— BEGIN DATA PROVIDED —

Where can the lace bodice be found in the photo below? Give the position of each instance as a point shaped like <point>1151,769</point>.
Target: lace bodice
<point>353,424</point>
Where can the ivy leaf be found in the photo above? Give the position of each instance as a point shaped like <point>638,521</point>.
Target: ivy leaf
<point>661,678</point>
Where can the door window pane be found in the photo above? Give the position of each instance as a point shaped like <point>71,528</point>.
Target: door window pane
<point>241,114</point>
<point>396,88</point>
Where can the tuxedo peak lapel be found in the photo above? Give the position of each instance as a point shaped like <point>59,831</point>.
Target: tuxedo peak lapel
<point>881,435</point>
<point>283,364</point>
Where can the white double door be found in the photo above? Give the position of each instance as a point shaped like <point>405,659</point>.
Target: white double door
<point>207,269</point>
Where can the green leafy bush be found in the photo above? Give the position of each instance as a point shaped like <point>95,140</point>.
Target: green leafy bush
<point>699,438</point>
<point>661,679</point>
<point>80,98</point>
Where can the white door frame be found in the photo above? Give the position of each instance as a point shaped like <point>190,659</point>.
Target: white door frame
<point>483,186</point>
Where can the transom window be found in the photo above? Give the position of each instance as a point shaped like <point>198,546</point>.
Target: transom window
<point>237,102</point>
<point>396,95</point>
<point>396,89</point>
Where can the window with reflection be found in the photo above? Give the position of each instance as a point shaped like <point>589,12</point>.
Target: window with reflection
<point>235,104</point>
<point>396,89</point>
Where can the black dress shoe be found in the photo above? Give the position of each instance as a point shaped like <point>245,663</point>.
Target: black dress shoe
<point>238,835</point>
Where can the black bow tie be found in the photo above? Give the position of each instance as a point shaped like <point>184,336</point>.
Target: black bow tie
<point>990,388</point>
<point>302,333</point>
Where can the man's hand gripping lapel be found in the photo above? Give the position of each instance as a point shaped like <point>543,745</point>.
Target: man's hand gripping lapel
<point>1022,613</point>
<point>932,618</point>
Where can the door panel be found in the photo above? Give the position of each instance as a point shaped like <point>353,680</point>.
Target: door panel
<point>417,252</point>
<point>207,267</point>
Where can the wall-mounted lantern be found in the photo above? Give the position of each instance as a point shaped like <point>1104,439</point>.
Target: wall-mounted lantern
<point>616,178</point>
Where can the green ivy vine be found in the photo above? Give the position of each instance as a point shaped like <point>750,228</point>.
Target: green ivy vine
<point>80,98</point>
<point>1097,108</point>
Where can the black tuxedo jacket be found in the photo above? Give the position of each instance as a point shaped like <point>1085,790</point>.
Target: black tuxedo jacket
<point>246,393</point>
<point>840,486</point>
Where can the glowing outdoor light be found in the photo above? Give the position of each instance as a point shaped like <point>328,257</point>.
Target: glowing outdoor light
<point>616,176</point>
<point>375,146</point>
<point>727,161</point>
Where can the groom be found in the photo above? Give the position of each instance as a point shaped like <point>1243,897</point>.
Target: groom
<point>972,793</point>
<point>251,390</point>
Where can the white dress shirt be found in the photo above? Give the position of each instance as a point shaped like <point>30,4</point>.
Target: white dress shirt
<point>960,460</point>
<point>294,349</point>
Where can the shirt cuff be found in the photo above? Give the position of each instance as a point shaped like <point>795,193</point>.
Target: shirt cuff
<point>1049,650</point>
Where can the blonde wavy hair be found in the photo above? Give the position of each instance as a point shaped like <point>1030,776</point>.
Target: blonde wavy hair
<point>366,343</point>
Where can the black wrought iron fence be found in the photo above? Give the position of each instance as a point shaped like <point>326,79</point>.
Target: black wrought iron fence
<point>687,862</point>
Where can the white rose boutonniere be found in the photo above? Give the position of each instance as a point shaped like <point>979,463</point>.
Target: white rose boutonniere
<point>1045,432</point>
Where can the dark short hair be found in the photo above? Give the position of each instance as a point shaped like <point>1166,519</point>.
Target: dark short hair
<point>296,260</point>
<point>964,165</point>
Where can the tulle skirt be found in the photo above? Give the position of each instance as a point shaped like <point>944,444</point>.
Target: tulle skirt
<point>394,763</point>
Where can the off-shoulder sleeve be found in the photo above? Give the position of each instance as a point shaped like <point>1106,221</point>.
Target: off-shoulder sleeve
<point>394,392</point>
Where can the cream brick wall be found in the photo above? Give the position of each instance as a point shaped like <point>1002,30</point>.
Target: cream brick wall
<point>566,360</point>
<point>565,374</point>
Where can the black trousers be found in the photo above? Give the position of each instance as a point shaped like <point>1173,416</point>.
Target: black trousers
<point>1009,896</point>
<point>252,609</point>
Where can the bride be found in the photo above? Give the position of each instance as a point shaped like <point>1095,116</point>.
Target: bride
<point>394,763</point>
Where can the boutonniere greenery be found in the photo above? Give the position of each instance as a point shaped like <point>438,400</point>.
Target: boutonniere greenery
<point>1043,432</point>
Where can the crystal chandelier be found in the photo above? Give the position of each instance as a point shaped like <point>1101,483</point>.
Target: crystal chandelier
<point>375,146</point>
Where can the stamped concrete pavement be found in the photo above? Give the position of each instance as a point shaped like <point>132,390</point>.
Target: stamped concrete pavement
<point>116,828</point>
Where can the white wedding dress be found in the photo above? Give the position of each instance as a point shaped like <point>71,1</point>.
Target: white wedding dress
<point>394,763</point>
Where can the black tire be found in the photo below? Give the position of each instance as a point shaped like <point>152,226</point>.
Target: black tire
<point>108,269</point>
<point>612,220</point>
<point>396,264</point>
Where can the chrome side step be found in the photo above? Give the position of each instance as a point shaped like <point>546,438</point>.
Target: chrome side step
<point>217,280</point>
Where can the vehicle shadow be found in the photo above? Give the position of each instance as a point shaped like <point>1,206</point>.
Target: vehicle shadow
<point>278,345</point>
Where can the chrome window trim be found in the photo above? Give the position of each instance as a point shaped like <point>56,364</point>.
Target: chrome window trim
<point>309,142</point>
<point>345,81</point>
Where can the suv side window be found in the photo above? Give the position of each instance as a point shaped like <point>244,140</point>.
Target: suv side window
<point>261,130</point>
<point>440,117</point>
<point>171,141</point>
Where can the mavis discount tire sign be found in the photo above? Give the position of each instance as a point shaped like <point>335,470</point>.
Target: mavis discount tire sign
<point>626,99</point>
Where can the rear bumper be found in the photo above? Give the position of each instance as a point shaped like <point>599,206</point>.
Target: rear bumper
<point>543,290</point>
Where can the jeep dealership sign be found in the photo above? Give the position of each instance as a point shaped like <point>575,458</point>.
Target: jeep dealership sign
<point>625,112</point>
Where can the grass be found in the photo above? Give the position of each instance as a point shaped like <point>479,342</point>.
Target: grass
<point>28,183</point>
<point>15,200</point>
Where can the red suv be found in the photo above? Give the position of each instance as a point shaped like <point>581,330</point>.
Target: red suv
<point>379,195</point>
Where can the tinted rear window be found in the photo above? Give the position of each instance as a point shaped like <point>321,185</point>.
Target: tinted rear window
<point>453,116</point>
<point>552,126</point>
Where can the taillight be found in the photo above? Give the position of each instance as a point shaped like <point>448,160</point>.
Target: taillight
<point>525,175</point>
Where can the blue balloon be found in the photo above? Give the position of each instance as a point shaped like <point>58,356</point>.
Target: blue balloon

— END DATA PROVIDED —

Print every item above verbatim, with no line altered, added, or left out.

Where can the lace bodice be found in the photo below? Give the position of each instance as a point shaped like <point>1151,769</point>.
Target: lace bodice
<point>353,424</point>
Where can the ivy leaf be found in the photo above? Give the position of each instance as a point shaped like <point>638,521</point>.
Target: ivy leaf
<point>661,678</point>
Where can the door window pane be found in the photo above? Give the position of each instance as a point shaped like <point>71,528</point>.
Target: door window pane
<point>241,114</point>
<point>396,88</point>
Where can the tuxedo peak lapel be found in the photo above? Give the position of each instance as a point shaped like <point>59,831</point>.
Target: tuxedo peak lapel
<point>881,435</point>
<point>283,364</point>
Where can the white double door be found in the photo above? Give the position of each instance as a point shaped like <point>405,659</point>.
Target: white double door
<point>207,269</point>
Where can the green leafy bush be found in the photo above? Give the position of each instance as a point shaped like <point>95,140</point>.
Target: green leafy bush
<point>699,438</point>
<point>661,679</point>
<point>80,98</point>
Where can the white door frame be found in the photo above? Give the position of each instance as a point shaped like <point>190,659</point>.
Target: white door frame
<point>483,186</point>
Where can the transom window be found in the photo above? Give the position of each instance as a point shaped like <point>198,546</point>.
Target: transom window
<point>237,102</point>
<point>396,95</point>
<point>396,89</point>
Where can the window with reflection be found in the photo above? Give the position of each instance as a point shaped like <point>589,12</point>.
Target: window with reflection
<point>235,104</point>
<point>396,89</point>
Where can the black dress shoe be found in the photo above? Give the position of each instance as a point shaped like <point>245,663</point>.
Target: black dress shoe
<point>238,835</point>
Where can the black bow tie be found in the photo above? Give the position of each instance as a point shaped like <point>184,336</point>.
Target: black bow tie
<point>990,388</point>
<point>302,333</point>
Where can the man's hand gripping lapel be found in the photo above? Give the position of each instance as a point shaped like <point>543,745</point>.
Target: man's hand gripping lapel
<point>1022,613</point>
<point>932,618</point>
Where can the door panel be found in the photo above? Give the position of each instance as a point shaped like <point>353,680</point>.
Target: door panel
<point>417,252</point>
<point>207,267</point>
Where can the wall-mounted lantern be found in the photo above? Give the position of each instance as a point shaped like <point>1104,439</point>.
Target: wall-mounted lantern
<point>616,178</point>
Where can the green ivy vine be found in the photo above? Give the position of each instance as a point shaped like <point>750,228</point>.
Target: green ivy vine
<point>80,98</point>
<point>1097,108</point>
Where can the black tuxedo jacket be found in the photo above? Give the position of each instance as a point shaped like <point>1085,790</point>.
Target: black tuxedo jacket
<point>246,393</point>
<point>840,486</point>
Where can the glowing outdoor light be found in the photo above? Give the position of each instance as a point shaped like <point>328,257</point>.
Target: glowing outdoor light
<point>616,176</point>
<point>375,146</point>
<point>727,161</point>
Where can the groom be found in the photo above? Give the position of each instance as a point shaped like <point>1243,897</point>.
Target: groom
<point>972,793</point>
<point>251,390</point>
Where can the white dress shirt be found in the photo above? Give the position of each instance as a point shaped like <point>30,4</point>.
Target: white dress shirt
<point>960,460</point>
<point>294,349</point>
Where can the shirt cuff be found in the photo above? Give the position of each instance as a point shaped like <point>795,193</point>.
Target: shirt cuff
<point>1049,650</point>
Where can the blonde wavy hair be found in the photo above? Give the position of each instance as a point shaped like <point>1030,776</point>.
Target: blonde wavy hair
<point>366,343</point>
Where can the black wrought iron fence be found in the photo above? Give the position of each instance as a point shaped like <point>326,79</point>.
Target: black wrought iron fence
<point>687,862</point>
Where can the white rose boutonniere be found in the photo above? Give the position of each instance as a point shaped like <point>979,463</point>.
Target: white rose boutonniere
<point>1045,432</point>
Where can the dark short hair be found in the photo above? Give the position of each instance as a point shaped like <point>1166,519</point>.
Target: dark short hair
<point>296,260</point>
<point>964,165</point>
Where can the tulle skirt be found in the photo above? Give the position of each instance as a point shaped like <point>944,444</point>.
Target: tulle skirt
<point>394,763</point>
Where can the off-shoulder sleeve be found in the photo above? Give the position of each instance as a point shaped like <point>1106,221</point>.
Target: off-shoulder sleeve
<point>394,392</point>
Where can the cream brick wall be found in the photo above? Give the position of each instance as a point shaped like <point>1002,30</point>.
Target: cream brick wall
<point>566,360</point>
<point>565,374</point>
Where can the black trousers be found in the photo above? Give the position of each instance as a point shaped like <point>1173,416</point>.
Target: black trousers
<point>1009,896</point>
<point>252,609</point>
Where can the bride be found in the photo above? Give the position of each instance as a point shaped like <point>1095,116</point>.
Target: bride
<point>394,763</point>
Where can the boutonniere greenery be found in the photo above? Give the position of each instance as a point shaped like <point>438,400</point>.
Target: boutonniere greenery
<point>1043,432</point>
Where can the crystal chandelier be found in the photo above? Give the position of each instance as a point shaped like <point>1101,483</point>.
Target: crystal chandelier
<point>375,146</point>
Where can the stamped concrete pavement be found in the photo above? Give the position of each instance as a point shaped like <point>132,390</point>.
Target: stamped concrete pavement
<point>116,828</point>
Where can the white wedding dress be found in the photo above? Give the position of each instance as a point shaped like <point>71,1</point>.
Target: white wedding dress
<point>394,763</point>
Where can the black tire be found in the photo below? Give the position of each instance as a point shaped like <point>152,226</point>.
Target: black tire
<point>108,269</point>
<point>612,220</point>
<point>396,264</point>
Where can the chrome side step be found in the photo above? Give the position of each instance as a point shaped like <point>546,438</point>.
Target: chrome side step
<point>217,280</point>
Where can the vehicle shadow be found in the photo above? Give the position of each instance as a point shaped like <point>1,206</point>.
Target: vehicle shadow
<point>278,345</point>
Where can the chrome window trim be found in the photo above? Give the position of each instance as a point shaped like <point>56,364</point>.
Target: chrome window trim
<point>309,142</point>
<point>345,81</point>
Where can the suv side window be found in the photo above? Give the position of each instance as a point shaped like <point>244,140</point>.
Target: suv side window
<point>261,130</point>
<point>440,117</point>
<point>171,141</point>
Where can the mavis discount tire sign be found in the photo above? Give the position of each instance as a point shaped like <point>335,470</point>.
Target: mavis discount tire sign
<point>626,99</point>
Where can the rear bumper be found in the photo above? Give the position of each instance as a point shaped like <point>599,206</point>.
Target: rear bumper
<point>543,290</point>
Where can the jeep dealership sign be found in the photo above? Give the position of each instance as a point shaped like <point>575,458</point>.
Target: jeep dealership sign
<point>625,112</point>
Where can the grass be found in the photo above? Give the position of each instance as a point shaped like <point>479,342</point>.
Target: grass
<point>28,183</point>
<point>15,200</point>
Where can the red suv be found in the photo above? Give the position of each instance as a point shaped like <point>581,330</point>.
Target: red suv
<point>379,195</point>
Where can the tinted rear window be found in the photo above? Give the position of each instance as a point shaped like <point>321,185</point>.
Target: tinted rear window
<point>453,116</point>
<point>552,126</point>
Where can the taillight be found in the photo above? Give the position of each instance as a point shaped like <point>448,160</point>.
Target: taillight
<point>525,175</point>
Where can the blue balloon be found in the photo above? Give the position of each instance as a point shaped like <point>58,356</point>.
Target: blue balloon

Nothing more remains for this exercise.